» **Data extract**
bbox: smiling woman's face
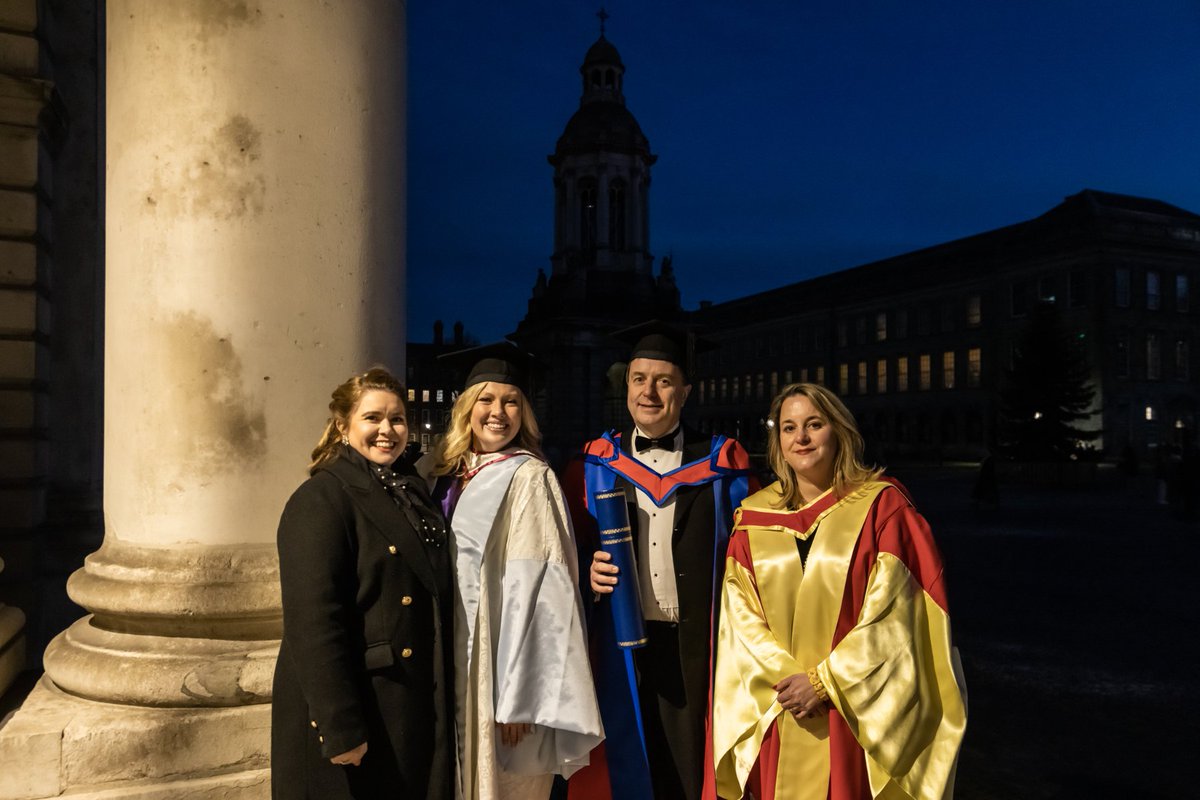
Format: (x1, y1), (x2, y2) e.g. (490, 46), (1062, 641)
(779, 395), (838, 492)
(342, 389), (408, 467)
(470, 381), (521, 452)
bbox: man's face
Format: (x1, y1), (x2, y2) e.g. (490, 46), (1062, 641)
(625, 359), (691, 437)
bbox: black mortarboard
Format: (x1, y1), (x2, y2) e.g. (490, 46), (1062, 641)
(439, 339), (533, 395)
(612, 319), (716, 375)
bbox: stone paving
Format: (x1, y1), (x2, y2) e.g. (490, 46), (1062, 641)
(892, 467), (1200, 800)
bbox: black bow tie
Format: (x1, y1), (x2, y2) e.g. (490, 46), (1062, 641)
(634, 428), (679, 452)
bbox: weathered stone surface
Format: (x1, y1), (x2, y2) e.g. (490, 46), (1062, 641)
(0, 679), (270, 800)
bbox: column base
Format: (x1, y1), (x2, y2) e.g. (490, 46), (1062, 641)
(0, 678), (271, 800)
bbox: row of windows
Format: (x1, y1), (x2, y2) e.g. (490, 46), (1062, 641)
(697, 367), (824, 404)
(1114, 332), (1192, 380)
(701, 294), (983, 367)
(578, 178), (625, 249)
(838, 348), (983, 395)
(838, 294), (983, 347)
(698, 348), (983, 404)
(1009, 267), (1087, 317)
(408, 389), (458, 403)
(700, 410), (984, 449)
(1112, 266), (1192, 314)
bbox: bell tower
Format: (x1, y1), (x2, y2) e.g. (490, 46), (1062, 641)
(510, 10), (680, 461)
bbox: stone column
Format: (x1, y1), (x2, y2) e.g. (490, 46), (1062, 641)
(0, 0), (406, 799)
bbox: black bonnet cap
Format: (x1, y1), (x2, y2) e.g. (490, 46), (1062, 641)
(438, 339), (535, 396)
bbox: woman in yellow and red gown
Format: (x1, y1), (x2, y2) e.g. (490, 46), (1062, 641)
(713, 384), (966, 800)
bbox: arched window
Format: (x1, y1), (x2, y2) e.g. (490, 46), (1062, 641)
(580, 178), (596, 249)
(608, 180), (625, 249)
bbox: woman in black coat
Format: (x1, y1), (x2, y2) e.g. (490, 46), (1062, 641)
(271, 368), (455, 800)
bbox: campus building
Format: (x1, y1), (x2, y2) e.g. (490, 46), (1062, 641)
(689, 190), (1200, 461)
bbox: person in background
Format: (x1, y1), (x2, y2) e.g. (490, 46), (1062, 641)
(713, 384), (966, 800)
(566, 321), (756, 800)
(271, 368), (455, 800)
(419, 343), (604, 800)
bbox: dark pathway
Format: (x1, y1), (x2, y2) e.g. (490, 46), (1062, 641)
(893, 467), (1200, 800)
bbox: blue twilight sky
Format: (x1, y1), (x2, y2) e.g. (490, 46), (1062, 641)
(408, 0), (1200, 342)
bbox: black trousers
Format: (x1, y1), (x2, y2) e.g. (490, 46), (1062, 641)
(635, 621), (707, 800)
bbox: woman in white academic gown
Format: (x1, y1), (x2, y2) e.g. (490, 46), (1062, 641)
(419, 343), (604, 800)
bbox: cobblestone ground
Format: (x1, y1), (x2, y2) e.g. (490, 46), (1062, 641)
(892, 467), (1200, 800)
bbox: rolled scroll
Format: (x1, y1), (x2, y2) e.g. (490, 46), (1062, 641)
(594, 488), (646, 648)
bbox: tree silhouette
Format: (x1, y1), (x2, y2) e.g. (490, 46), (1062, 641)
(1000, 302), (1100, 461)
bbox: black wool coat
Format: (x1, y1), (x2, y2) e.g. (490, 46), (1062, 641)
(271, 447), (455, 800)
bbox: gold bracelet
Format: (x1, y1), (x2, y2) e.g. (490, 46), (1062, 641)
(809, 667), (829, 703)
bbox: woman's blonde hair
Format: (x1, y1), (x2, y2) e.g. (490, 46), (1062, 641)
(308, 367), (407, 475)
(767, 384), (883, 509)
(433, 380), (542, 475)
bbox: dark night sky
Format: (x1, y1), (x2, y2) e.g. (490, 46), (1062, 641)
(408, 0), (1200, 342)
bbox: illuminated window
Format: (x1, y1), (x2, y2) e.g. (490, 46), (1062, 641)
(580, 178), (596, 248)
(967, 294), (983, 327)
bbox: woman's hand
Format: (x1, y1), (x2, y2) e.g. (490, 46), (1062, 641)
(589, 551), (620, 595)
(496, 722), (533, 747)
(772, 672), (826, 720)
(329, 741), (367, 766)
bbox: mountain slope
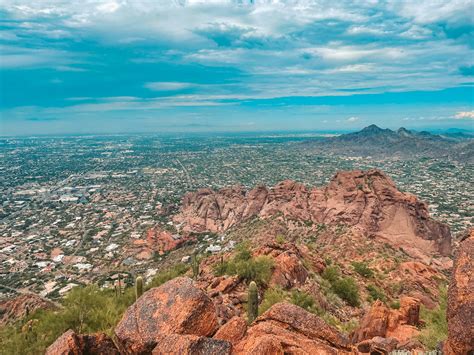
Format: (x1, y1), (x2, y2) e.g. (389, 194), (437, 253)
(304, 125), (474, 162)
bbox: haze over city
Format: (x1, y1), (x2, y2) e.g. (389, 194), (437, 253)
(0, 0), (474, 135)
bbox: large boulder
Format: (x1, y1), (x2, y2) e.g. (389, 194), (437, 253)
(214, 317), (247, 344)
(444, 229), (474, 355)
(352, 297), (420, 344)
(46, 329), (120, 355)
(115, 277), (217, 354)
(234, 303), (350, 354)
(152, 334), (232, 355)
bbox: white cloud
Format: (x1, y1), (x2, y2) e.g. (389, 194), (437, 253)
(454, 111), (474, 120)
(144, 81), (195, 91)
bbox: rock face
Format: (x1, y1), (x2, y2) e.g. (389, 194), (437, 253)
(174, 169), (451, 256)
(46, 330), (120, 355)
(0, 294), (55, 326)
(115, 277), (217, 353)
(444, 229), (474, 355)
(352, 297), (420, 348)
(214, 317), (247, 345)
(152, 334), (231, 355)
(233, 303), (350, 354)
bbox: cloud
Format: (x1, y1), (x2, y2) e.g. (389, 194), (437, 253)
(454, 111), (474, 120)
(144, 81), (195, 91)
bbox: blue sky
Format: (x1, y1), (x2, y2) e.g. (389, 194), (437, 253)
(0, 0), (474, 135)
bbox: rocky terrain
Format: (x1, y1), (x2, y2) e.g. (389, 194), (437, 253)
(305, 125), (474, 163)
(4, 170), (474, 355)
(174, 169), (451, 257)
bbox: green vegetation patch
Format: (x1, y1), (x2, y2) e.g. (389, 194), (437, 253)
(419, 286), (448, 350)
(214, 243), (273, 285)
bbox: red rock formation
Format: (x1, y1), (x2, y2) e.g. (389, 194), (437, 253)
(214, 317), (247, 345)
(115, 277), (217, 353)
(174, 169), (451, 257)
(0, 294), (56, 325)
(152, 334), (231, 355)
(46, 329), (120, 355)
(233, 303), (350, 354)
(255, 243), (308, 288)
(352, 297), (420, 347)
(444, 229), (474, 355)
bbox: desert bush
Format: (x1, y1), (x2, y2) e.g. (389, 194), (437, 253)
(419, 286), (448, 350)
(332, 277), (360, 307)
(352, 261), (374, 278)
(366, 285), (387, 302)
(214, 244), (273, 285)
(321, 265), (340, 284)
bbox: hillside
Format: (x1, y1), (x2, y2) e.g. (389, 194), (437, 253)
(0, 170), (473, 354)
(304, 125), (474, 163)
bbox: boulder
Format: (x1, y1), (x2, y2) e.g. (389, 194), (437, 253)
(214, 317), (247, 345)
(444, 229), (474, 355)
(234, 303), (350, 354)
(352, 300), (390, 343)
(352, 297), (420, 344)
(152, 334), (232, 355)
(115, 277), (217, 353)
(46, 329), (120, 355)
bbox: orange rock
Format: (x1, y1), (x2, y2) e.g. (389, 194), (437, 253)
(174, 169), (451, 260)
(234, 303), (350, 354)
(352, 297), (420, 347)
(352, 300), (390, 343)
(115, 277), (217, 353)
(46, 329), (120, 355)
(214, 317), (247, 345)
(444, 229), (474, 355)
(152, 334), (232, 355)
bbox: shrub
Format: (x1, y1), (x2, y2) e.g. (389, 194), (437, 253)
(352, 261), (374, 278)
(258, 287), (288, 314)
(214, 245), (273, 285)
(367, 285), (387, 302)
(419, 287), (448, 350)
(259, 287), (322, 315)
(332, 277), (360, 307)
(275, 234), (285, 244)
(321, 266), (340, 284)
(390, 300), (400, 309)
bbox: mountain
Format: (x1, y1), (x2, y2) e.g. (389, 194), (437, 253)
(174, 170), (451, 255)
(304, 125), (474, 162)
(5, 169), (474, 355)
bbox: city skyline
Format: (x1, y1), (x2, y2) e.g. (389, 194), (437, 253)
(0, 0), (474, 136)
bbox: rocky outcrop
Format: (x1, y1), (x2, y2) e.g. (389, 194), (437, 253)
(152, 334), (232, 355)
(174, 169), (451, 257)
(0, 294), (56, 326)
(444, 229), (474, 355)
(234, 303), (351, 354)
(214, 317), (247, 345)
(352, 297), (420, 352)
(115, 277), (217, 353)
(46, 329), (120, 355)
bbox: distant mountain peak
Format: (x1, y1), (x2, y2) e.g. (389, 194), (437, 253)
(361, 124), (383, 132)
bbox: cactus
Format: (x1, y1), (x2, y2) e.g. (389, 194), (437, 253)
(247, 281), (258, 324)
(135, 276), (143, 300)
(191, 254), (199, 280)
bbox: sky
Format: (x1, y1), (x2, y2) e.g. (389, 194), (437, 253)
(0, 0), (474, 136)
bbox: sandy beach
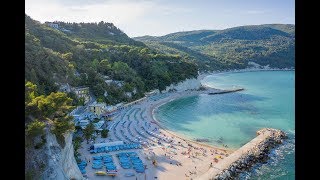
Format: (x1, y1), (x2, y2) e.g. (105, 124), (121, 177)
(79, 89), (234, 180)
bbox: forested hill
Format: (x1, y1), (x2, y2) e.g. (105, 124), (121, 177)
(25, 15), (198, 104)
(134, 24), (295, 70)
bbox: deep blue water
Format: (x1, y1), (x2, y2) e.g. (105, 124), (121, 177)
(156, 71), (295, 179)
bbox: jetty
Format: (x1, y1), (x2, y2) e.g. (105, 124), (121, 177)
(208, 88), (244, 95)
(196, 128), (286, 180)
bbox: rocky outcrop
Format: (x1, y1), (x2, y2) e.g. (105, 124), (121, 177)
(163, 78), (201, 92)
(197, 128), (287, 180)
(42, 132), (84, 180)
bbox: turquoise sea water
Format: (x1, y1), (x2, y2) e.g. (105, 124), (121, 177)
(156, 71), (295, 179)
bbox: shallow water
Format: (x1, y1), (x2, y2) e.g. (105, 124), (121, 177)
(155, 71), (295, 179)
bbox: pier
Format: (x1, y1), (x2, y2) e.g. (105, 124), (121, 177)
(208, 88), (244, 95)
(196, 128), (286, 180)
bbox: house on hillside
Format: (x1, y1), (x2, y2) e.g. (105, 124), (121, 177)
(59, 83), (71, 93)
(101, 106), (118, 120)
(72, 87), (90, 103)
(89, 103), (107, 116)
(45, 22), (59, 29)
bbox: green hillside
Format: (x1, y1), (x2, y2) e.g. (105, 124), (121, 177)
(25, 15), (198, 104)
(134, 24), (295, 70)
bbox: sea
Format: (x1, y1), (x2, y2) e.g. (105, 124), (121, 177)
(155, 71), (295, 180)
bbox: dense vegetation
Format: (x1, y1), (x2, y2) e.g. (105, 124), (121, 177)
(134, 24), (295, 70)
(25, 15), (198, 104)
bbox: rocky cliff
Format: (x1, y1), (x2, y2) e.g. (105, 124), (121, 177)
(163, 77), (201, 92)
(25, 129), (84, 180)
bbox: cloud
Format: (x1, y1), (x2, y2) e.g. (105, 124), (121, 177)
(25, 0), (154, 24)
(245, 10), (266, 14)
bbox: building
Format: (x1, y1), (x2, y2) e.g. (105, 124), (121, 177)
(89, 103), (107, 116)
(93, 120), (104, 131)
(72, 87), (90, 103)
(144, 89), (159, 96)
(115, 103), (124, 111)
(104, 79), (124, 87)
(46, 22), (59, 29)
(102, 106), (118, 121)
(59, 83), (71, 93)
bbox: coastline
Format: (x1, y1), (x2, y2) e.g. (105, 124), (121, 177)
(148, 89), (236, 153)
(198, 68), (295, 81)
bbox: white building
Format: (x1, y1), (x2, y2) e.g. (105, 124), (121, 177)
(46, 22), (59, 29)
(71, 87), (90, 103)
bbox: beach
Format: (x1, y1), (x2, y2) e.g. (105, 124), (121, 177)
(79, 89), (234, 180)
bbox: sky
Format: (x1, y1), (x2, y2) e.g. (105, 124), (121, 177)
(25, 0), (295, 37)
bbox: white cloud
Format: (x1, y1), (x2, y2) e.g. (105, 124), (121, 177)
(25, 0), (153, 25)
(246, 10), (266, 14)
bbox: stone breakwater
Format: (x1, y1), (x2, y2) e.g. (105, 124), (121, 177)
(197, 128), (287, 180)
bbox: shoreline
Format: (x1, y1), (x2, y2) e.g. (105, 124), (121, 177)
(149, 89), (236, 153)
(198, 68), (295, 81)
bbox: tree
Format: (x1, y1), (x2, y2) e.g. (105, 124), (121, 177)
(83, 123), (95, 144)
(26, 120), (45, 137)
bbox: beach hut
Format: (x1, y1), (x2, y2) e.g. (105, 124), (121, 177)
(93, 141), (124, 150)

» **Task objective**
Can you express the records as a Markdown table with columns Row and Content, giving each line its own numbered row? Begin at the line containing "bbox: rocky cliff", stop after the line containing "(245, 10), (266, 14)", and leave out any blank lines.

» **Reply**
| Row | Content |
|---|---|
| 1 | bbox: rocky cliff |
| 2 | Format: (x1, y1), (x2, y2) e.g. (105, 124), (121, 177) |
| 3 | (163, 77), (201, 92) |
| 4 | (25, 129), (84, 180) |
| 5 | bbox: cloud |
| 6 | Format: (x1, y1), (x2, y2) e.g. (105, 124), (121, 177) |
| 7 | (25, 0), (154, 24) |
| 8 | (245, 10), (266, 14) |